Document text:
Building a 100% ScyllaDB Shard-Aware Application Using Rust

Discover our innovative project rewarded by ScyllaDB's Technical Achievement Award

This breakthrough design has been awarded

We are proud to have been given ScyllaDB’s Technical Achievement Award for Outstanding Innovative Project involving ScyllaDB by designing a data processing application leveraging on an innovative low-level architectural design. This breakthrough design brings amazing strengths like idempotence, deterministic and distributed data processing along with infinite scalability that benefits our clients. We are really humbled for this recognition that rewards both our teams’ technical expertise and Open-Source community contributions.

It is now in production at Numberly, learn more about it in this article!

 

Certificate of the ScyllaSB Technical Achievement Award with the Numberly logo

Project Context

At Numberly, the Omnichannel Delivery team has the ownership of all the types of messages we support and operate for our clients.

From the well known and established email to the still emerging RCS without forgetting the OTT platforms such as WhatsApp.

The team recently got the chance to build a “platform to rule them all” with the goal of streamlining how all our components send and track messages, whatever their form.

The general logic is as follows: clients or programmatic platforms send messages or batch of messages using REST API gateways which are responsible for validating and rendering the message payload.

Then those gateways will all converge towards a Central Message Routing Platform which will implement full featured scheduling, accounting, tracing and of course routing of the messages using the right platform or operators connectors.

Diagram showing gateways that converge towards a central message routing platform

Looking at the Central Messaging Platform

High constraints

Now putting all your eggs in one basket is always risky right?

Making this kind of move puts a lot of constraints to our platform requirements. It has to be very reliable!

First as being highly available and resilient, because it will become a single point of failure for all our messages.

Second as being able to scale fast to match the growth of one or multiple channels at once as our routing needs change.

 

Strong guarantees

High Availability and scale look easy when compared to our observability and idempotence requirements.

When you imagine all your messages going through a single place, the ability to trace what happened to every single one of them (or a group of them) becomes a real challenge.

Even worse, one of the greatest challenges out there, even more in a distributed system, is the idempotence guarantee that we lacked so far on the other pipelines.

Guaranteeing that a message cannot be sent twice is easier said than done!

Design Thinking & Key Concepts

We split up our objectives into three main concepts that we promised to strictly respect to keep up with the constraints and guarantees of our platform.

Set problem: According to the article about building a shard-aware application with Rust, which Numberly team owns all the types of messages supported for clients?

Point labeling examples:
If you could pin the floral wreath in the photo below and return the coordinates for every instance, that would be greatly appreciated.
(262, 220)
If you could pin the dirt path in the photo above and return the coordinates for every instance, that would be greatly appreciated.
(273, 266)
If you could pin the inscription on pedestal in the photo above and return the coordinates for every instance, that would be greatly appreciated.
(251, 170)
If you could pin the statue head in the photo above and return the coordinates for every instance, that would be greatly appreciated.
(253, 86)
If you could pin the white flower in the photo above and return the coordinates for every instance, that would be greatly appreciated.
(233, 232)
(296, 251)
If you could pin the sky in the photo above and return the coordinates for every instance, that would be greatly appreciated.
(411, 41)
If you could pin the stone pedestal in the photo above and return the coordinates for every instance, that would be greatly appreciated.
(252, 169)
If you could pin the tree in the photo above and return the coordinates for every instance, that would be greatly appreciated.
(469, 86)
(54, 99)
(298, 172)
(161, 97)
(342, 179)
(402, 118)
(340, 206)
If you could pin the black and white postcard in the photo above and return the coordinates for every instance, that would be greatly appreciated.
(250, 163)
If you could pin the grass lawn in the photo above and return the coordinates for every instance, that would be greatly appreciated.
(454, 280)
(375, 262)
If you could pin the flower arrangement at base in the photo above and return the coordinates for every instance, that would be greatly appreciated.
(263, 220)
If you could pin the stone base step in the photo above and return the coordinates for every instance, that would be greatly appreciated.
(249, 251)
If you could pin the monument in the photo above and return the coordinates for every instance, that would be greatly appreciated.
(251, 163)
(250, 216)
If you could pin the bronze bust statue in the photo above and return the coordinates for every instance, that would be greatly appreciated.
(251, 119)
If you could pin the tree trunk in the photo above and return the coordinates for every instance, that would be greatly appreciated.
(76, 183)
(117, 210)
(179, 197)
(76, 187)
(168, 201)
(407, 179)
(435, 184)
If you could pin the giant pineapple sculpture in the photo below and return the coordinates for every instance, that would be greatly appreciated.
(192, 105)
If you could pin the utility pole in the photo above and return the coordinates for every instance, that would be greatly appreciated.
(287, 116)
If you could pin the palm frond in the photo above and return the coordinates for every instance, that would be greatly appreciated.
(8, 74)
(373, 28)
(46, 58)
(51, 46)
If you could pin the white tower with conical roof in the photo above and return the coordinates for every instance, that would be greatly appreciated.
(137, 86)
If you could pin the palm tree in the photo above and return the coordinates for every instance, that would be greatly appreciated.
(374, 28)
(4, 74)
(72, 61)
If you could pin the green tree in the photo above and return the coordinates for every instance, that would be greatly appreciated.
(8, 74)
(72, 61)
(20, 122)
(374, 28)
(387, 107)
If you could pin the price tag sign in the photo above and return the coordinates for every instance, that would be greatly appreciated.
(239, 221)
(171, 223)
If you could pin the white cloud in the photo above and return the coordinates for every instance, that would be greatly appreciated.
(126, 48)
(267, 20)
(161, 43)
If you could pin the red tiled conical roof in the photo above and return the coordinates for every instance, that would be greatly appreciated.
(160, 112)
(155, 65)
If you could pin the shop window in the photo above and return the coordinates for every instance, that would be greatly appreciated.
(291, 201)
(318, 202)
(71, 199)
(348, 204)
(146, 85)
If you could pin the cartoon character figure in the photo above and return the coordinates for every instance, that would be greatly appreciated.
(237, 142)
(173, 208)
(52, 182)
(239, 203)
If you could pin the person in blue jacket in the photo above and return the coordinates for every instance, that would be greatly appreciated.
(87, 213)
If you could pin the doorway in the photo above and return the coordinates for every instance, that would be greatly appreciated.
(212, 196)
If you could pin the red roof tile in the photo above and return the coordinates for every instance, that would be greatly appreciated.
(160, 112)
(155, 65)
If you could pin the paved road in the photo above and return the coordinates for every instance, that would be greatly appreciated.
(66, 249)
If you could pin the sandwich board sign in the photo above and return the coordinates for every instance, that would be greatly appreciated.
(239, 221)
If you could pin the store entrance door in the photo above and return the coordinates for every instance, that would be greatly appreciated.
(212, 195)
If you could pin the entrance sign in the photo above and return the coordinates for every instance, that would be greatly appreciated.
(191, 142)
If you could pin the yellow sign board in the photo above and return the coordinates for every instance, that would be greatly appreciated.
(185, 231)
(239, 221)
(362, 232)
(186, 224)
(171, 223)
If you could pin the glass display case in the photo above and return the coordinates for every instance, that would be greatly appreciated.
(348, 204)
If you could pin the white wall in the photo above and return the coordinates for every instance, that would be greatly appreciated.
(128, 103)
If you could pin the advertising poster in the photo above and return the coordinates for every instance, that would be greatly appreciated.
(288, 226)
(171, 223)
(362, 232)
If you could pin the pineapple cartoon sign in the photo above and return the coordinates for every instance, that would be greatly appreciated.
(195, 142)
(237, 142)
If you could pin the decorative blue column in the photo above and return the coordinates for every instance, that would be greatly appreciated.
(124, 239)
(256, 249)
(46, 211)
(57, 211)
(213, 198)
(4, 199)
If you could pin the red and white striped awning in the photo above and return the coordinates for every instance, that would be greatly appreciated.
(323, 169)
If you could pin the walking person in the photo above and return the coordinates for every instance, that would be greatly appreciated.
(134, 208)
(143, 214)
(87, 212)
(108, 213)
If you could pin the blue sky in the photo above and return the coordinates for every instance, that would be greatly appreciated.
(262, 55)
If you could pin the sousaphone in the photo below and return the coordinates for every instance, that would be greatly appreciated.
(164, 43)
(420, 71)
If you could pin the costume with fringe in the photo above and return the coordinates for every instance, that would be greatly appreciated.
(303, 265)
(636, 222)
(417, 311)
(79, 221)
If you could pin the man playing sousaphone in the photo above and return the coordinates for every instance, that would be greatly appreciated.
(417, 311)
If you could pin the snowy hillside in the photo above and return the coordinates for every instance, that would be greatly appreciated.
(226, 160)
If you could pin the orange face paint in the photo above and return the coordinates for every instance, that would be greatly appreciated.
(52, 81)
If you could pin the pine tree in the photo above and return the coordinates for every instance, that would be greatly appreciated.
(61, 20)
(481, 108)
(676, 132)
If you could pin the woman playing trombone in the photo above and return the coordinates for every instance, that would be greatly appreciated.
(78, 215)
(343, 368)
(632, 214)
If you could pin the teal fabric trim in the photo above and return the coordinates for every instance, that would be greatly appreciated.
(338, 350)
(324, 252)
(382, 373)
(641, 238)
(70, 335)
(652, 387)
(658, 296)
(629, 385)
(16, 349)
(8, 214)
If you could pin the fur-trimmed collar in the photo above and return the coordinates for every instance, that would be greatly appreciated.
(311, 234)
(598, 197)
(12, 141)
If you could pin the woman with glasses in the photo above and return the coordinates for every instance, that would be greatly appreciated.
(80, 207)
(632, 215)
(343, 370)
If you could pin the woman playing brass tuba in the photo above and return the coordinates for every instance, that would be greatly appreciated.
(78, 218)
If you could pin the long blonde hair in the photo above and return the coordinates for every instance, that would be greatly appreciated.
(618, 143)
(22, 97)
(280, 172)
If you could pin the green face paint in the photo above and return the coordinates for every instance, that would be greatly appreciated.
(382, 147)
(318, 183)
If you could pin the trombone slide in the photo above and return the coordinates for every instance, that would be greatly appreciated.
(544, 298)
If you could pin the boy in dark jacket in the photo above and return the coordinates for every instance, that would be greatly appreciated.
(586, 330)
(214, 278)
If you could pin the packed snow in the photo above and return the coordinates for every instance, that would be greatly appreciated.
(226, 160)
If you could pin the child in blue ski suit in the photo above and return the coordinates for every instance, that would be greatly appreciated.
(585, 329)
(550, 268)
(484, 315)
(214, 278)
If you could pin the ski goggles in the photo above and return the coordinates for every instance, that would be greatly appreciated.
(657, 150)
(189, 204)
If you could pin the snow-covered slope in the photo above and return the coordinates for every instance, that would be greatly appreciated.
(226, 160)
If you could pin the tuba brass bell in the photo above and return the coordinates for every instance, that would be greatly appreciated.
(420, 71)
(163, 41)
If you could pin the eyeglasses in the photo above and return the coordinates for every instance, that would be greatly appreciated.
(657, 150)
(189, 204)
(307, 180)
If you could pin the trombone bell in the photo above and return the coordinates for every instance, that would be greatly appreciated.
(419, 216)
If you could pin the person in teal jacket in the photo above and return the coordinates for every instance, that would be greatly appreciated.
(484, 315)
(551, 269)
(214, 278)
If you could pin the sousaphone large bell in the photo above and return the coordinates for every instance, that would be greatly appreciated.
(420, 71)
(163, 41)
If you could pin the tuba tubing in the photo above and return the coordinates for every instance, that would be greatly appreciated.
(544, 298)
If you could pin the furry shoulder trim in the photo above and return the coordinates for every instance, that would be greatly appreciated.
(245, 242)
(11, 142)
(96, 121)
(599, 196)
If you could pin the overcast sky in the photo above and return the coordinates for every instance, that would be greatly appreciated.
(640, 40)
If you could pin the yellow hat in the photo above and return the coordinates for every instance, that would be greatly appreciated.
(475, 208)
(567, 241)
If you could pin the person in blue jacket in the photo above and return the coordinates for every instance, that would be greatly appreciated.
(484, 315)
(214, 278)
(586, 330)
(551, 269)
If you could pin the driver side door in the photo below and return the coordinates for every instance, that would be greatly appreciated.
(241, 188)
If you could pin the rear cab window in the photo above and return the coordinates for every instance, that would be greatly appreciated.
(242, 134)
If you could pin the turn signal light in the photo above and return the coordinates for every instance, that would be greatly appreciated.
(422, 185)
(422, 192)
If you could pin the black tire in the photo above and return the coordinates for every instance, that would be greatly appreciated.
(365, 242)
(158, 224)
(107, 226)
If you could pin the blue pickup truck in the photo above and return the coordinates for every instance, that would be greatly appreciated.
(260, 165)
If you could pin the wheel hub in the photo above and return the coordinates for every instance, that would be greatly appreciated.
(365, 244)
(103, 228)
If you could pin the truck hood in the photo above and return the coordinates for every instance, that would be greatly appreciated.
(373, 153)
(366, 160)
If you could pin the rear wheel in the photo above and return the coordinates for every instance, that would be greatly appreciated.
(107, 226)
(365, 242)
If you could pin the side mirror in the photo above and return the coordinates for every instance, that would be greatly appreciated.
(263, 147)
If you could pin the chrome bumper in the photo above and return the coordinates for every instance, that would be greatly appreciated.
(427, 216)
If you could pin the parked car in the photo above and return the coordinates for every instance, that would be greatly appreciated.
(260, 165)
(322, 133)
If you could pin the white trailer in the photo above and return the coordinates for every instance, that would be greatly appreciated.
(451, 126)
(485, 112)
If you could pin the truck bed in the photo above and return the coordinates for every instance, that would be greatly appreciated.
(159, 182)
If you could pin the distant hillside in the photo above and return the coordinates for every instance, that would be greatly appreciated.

Output: The Omnichannel Delivery team.